- [What you need to do] Your result should be the lines holding the word "opening", copied from the entries below.

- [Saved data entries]

___

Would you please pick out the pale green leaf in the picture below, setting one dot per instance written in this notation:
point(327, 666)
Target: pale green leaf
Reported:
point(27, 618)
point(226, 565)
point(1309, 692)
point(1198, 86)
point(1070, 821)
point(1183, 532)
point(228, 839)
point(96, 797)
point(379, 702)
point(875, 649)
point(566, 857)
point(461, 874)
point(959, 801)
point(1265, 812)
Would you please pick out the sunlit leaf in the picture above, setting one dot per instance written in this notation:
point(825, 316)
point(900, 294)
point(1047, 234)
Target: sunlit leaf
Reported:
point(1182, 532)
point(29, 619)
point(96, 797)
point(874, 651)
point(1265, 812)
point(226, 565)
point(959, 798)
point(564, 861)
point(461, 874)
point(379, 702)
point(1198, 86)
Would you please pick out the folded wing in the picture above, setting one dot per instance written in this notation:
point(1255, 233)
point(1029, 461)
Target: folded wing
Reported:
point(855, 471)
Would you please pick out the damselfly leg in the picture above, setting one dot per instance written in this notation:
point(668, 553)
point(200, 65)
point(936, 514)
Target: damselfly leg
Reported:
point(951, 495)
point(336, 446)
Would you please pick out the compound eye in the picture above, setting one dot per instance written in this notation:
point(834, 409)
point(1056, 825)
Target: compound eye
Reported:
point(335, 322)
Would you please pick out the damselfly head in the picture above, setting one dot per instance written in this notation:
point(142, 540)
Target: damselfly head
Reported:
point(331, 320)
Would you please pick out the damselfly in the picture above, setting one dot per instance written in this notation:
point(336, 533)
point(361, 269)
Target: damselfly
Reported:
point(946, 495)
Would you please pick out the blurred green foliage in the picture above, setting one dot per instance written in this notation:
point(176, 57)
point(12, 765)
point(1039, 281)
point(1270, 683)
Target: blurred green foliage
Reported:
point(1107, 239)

___

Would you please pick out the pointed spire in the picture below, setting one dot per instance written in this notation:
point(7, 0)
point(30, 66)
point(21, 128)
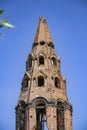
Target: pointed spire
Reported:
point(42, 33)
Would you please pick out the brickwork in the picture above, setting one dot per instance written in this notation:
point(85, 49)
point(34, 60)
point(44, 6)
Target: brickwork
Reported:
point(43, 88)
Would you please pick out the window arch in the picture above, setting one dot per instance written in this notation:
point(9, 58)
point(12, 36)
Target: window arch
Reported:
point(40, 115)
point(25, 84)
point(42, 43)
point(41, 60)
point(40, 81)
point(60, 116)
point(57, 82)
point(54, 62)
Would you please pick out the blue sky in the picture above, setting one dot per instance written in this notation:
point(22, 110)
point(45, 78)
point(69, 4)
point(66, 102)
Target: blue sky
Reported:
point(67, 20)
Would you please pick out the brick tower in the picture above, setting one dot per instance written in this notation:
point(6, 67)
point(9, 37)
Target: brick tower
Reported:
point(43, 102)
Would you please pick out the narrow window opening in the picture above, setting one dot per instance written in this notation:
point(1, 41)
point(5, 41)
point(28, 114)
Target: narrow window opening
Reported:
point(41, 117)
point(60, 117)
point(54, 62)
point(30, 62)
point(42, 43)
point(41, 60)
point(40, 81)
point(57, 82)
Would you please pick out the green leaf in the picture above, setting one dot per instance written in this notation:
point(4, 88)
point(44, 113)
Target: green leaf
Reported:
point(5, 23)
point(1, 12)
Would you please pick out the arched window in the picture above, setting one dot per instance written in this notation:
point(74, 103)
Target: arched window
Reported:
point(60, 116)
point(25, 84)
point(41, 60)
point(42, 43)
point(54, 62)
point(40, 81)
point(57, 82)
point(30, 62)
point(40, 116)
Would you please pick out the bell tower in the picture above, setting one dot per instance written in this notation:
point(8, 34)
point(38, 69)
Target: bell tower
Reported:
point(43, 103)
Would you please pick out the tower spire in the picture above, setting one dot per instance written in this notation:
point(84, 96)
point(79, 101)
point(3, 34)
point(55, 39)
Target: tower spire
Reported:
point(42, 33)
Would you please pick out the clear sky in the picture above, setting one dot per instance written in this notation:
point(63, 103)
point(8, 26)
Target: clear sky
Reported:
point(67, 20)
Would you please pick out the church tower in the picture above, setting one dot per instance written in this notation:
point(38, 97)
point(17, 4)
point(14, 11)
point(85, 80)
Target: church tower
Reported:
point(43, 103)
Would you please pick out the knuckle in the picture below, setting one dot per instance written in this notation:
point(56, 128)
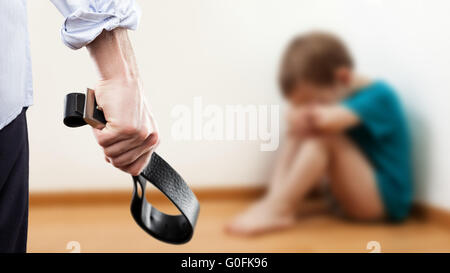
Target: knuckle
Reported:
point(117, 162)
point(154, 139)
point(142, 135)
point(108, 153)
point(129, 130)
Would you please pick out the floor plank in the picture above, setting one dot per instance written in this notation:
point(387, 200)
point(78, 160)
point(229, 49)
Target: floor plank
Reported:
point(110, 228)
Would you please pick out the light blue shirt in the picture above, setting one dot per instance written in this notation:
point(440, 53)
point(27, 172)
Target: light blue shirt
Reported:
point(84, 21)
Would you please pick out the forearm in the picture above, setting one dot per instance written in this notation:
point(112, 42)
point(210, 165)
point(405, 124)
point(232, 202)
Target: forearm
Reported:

___

- [Final answer]
Would you please pick out the narrow window opening in the picture above, setting one dot per instance written in this notation:
Target: narrow window opening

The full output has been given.